## Task instructions
Copy out the records below line for line, with no changes.

____ Data for this exercise

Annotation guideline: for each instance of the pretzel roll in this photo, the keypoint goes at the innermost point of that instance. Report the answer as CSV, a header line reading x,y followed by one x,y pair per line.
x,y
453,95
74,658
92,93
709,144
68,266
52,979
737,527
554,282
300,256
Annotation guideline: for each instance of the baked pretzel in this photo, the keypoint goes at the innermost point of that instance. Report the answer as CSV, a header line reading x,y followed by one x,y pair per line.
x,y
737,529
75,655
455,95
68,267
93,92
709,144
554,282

________

## Exercise output
Annotation guideline: for each instance of the pretzel roll in this photo, the keypoint goes at the innermost point of that instance. Report the answer as CSV, a header line reading x,y followed by one x,y pair per line.
x,y
453,95
74,658
92,93
709,144
68,266
52,979
737,527
554,282
300,256
Annotation guideline: for each instance of the baked pretzel in this photo, the keypoint goes at the innermost point of that instance. Report the answer as CSV, a header line reading x,y followed by one x,y pair per line.
x,y
737,529
75,655
455,95
68,267
93,92
709,144
554,282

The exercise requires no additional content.